◆ **REQUIRED ACTION**
Search the listing below for the string "number", then copy every line it appears in.
---------- SOURCE DATA ----------
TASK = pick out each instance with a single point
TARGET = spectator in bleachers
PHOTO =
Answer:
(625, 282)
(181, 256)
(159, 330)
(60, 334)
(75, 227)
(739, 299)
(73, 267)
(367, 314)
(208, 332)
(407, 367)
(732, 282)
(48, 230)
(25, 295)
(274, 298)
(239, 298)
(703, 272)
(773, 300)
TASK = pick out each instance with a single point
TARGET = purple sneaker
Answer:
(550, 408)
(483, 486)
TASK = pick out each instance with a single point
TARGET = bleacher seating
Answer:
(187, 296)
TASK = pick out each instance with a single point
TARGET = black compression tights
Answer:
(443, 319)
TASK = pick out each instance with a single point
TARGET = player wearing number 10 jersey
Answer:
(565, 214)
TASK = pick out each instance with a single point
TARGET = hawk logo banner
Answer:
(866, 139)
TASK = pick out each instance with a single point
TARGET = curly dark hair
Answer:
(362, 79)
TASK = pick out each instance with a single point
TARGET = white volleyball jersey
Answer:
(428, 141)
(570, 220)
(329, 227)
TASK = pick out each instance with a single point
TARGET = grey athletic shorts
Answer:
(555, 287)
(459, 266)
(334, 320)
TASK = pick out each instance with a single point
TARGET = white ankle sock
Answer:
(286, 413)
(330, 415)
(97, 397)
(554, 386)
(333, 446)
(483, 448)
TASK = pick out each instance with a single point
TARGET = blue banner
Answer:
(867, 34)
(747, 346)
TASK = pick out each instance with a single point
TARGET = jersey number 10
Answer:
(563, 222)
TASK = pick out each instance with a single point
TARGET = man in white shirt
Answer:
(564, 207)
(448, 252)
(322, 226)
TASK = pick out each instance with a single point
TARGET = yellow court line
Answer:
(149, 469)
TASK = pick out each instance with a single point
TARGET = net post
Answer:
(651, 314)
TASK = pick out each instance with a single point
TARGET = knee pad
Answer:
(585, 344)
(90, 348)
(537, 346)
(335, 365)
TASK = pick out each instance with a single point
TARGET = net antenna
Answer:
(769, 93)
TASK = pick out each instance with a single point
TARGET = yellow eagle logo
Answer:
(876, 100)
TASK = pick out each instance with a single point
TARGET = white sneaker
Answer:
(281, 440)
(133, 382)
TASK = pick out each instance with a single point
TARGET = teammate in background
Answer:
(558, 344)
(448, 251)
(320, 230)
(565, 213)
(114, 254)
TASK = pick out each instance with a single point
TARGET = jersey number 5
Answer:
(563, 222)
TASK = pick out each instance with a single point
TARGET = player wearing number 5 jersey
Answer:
----------
◆ **REPLY**
TARGET = player wearing number 10 jersey
TARGET = jersey number 10
TARGET = jersey number 5
TARGET = player wearing number 5 jersey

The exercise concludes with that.